# DESCRIPTION OF THE TASK
Write out the data below exactly as given, without any of its pictures.

# MATERIAL SHOWN
|---|
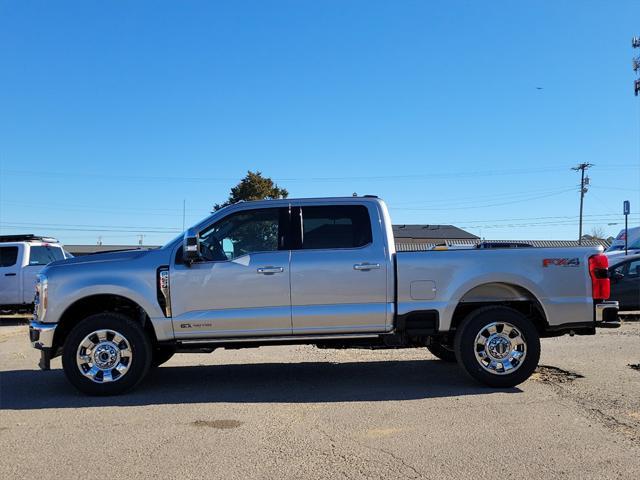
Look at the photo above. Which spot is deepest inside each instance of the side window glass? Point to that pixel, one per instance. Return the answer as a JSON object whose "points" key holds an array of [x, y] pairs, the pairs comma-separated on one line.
{"points": [[8, 256], [242, 233], [634, 269], [340, 226], [44, 254]]}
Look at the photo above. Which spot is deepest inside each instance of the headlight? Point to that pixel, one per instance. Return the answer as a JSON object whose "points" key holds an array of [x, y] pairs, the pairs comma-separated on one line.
{"points": [[40, 300]]}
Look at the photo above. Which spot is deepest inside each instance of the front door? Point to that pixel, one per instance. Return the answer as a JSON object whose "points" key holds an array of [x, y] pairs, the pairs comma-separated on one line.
{"points": [[241, 286], [339, 272]]}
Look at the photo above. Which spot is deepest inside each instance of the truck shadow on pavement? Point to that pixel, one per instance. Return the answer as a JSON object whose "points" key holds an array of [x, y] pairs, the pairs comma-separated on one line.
{"points": [[307, 382]]}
|---|
# TASK OUTPUT
Look at the photo above. Which spot is deepest inside each instance of the side window glass? Point to that pixel, one per instance. Return the answer as a JSON object whose "points" key holds an array of [x, y] pairs, the pairs comma-separated on one line.
{"points": [[8, 256], [242, 233], [634, 269], [340, 226], [44, 254]]}
Look at the photo above. Which spot is deepest inside each instance of the headlight? Point to that pixel, one per instance. Return the answer as a JSON object whose "points" key holds an array of [x, y] pairs, the pairs comma-separated on one line.
{"points": [[40, 300]]}
Look at the photo above. Which spot is deepest inside each instance of the front door? Point to that pixel, one per instance. Return the answer as a JSON object whose "points" key holds an array of [x, y] pairs, the pairs comma-separated on one line.
{"points": [[241, 286], [339, 272]]}
Look at the photo above. Which spot is deepest inside each instance of the truck shadow on pavement? Point to that pixel, one per instance. Return the answer as a JSON object whose "points" key holds an array of [x, y] pairs, the pairs comma-separated on one line.
{"points": [[307, 382]]}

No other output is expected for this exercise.